*Problem to solve*.
Return every one of the lines below word for word, leaving out the pictures.

*Saved items from a collection*.
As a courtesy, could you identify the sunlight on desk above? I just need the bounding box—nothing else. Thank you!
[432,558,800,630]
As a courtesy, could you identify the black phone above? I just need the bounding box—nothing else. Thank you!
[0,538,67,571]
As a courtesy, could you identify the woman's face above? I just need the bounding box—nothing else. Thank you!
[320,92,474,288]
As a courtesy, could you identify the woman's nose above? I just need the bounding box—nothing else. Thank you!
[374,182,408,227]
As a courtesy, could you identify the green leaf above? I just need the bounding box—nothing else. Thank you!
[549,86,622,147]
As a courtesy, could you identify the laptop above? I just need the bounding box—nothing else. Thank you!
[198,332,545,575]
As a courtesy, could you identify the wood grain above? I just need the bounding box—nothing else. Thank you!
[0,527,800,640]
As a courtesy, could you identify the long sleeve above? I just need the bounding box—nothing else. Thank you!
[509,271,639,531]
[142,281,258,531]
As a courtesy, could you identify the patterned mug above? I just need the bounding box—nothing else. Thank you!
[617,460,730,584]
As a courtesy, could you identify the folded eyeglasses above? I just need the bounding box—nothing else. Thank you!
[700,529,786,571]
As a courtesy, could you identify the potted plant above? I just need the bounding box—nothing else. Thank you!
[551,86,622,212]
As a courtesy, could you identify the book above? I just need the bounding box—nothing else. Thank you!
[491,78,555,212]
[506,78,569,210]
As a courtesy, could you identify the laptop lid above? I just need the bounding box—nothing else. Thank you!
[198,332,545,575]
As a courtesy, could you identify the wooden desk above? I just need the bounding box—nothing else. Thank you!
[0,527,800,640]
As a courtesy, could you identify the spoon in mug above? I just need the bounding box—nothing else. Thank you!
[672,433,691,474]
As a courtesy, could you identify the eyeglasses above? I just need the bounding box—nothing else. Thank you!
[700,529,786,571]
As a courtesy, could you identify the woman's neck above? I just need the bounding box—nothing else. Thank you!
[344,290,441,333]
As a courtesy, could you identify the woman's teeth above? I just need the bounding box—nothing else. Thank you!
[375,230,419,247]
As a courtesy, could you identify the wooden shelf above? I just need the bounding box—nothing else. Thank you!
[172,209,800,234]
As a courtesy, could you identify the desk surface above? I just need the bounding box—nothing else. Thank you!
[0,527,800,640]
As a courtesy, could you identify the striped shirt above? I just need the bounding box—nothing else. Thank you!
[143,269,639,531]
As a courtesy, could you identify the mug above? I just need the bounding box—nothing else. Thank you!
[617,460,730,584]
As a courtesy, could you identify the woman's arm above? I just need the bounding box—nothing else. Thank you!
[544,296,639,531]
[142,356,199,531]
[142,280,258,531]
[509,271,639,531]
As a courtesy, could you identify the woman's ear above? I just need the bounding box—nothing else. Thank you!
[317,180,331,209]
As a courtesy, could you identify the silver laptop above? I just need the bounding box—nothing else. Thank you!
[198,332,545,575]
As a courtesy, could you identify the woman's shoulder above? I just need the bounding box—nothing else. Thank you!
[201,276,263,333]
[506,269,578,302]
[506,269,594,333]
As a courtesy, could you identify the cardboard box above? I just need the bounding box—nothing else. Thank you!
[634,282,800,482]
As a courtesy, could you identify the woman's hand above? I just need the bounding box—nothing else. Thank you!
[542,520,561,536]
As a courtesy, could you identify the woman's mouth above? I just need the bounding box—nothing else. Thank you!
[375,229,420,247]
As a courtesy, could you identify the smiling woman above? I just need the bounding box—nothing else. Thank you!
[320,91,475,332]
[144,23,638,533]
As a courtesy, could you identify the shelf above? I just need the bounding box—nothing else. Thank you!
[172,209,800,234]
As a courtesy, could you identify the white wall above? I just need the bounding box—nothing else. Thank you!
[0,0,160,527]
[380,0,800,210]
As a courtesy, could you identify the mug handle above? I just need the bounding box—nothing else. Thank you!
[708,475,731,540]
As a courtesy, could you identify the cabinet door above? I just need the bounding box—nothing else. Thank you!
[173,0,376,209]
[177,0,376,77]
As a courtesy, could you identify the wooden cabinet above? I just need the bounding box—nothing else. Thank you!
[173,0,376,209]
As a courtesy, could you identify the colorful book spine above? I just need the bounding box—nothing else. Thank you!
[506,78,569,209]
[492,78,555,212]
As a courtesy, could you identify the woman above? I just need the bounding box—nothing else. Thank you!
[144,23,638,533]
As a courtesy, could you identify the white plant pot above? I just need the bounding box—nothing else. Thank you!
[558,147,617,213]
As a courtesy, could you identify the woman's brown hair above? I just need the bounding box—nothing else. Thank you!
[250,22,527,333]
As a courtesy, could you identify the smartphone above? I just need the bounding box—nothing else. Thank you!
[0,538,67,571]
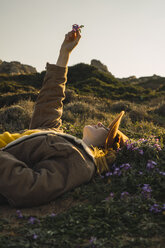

*Task output*.
As a courtesy, could you identify the sunlight on desk above? I just need the bounding box—nothing else. Thank you!
[432,558,800,630]
As a courtesy, could you identify the black phone above? I just need the bounding box—nothing else. Thank you!
[0,538,67,571]
As a courtesy, could you identify the woman's face above? I just need the bounding box—nothing else. Thank you!
[320,92,474,288]
As a courtesy, could you identify the woman's nose above? I just need the bounding box—nothing else. Thank you!
[374,182,408,227]
As a courtesy, could you identify the green leaf above? I just need the bounding box—nothing else. Thank you!
[549,86,622,147]
As a courtesy, could you identify the laptop above? I just need the bounding box—nothing else. Thank you!
[198,332,545,575]
As a courtesy, could you identify the wood grain above? I just need the bounding box—nothing else. Thank you!
[0,527,800,640]
As a courtesy, could you identify the long sleeve above? I just need the bounding box—nothing else. Thank you!
[509,271,639,531]
[142,281,258,531]
As a courtesy, could you identify the patterned mug above? I just need the bounding box—nothing else. Thank you!
[617,460,730,584]
As a courtesy, could you identify the folded eyeglasses above? I just need the bounding box—nothing else. Thank you!
[700,529,786,571]
As a courtesy, could you identify the potted plant above? I just need the bounding box—nothing else. Thank you!
[551,86,622,212]
As a courtesy, could you identify the book above? I just need the bounding box—nothing else. Thank you!
[491,78,555,212]
[506,78,569,210]
As a courtesy, could you identify the laptop lid above? I just need the bounding box—nothing else. Thank you!
[198,332,545,575]
As a courtesy, could you identify the wooden desk above? I just need the bounding box—nothing else. Thank you!
[0,527,800,640]
As a courtesy, could you identify the spoon in mug above? I just need the bounding box—nothing else. Thank you!
[672,433,691,474]
As a courtesy, could you identify the eyeglasses above? I just need the bounding box—nothing else. Thank you!
[700,529,786,571]
As a courtesy, could you identify the woman's neck above? I just need the bounding box—nothing else. Thank you!
[344,290,441,333]
As a courtesy, could you identify the woman's teeth above? I just need the bounding box—nothing else. Thank you!
[375,230,419,247]
As a courtesy, could you identify the wooden shelf above? I just need the bounding box—nothing else. Thank you!
[172,209,800,234]
As a courtesy, could you identify the desk surface above? I just need the bounding box—nothing else. Thank you!
[0,527,800,640]
As a courtesy, could you identify the striped shirt above? I just need the bounding box—nothing else. Thank you!
[143,269,639,531]
As a courtesy, could you identify the mug above? I just need the bounding box—nothing else. Thank you!
[617,460,730,584]
As a courtesy, could you identify the woman's arm above? I just need the bounding box—nothing else. Thank you!
[544,296,639,531]
[142,356,199,531]
[142,280,258,531]
[509,271,639,531]
As a courtesy, could you identify the woman's ear above? I just need the bounding box—nothing else. Thank you!
[317,180,331,209]
As a courtesy, could you identify the silver laptop above? I just need the bounding box—nothing else. Thank you!
[198,332,545,575]
As a courtesy, could you identify the woman's shoulder above? I just need the bounding box—nothing else. Thank you!
[201,276,263,333]
[506,269,578,302]
[506,269,594,333]
As a courtesy, could you identify the cardboard box above? I just need the bounding box—nothing else. Thank you!
[634,282,800,482]
As a courtesy, could you identify the woman's hand above? I just need the bounding box—nothing else. Thank you!
[542,520,561,536]
As a courtesy, could you identify the woman's mouth above? I just need the bounding box—nothing else. Thank you!
[375,229,420,247]
As a courtesy, could you identify the smiling woman above? I just need the bounding box—nothing else. Thank you!
[320,91,475,332]
[144,23,638,533]
As a courtesy, could you identify the shelf above? I just need the bounding box—nothing else. Thank you!
[172,209,800,234]
As a courtesy, could you identify the white wall above? I just need the bounding box—nothing else. Thank you!
[0,0,160,527]
[380,0,800,210]
As a courtesy, could you identify the mug handle above? I just need the bounding box—nothing else. Thank you!
[708,475,731,540]
As a courtesy, could you identify the cabinet door above? I just need the bounding box—nothing else. Thank you!
[173,0,376,209]
[177,0,376,77]
As a courtesy, could you identify the wooden cabinet above? I just need the bounding box—nothing else. Thank you!
[173,0,376,209]
As a courtesy, could you identify the colorful book spine above? I just need the bounding box—nothing else. Thank you!
[506,78,569,209]
[492,78,555,212]
As a courtesy, could you identify the woman above? I just need the bounding box—nothing else. Thank you!
[144,23,638,533]
As a courtesy, could you identify the white plant pot above? I just need the bounding box—nothing else. Thank you!
[558,147,617,213]
As a courtesy, could you identify the woman's brown hair above? I just need the bounding box—nothing else. Thank you!
[250,22,527,333]
As a courtesy, could you identify the smartphone above? I just need the bounding box—nothing else. Thank you!
[0,538,67,571]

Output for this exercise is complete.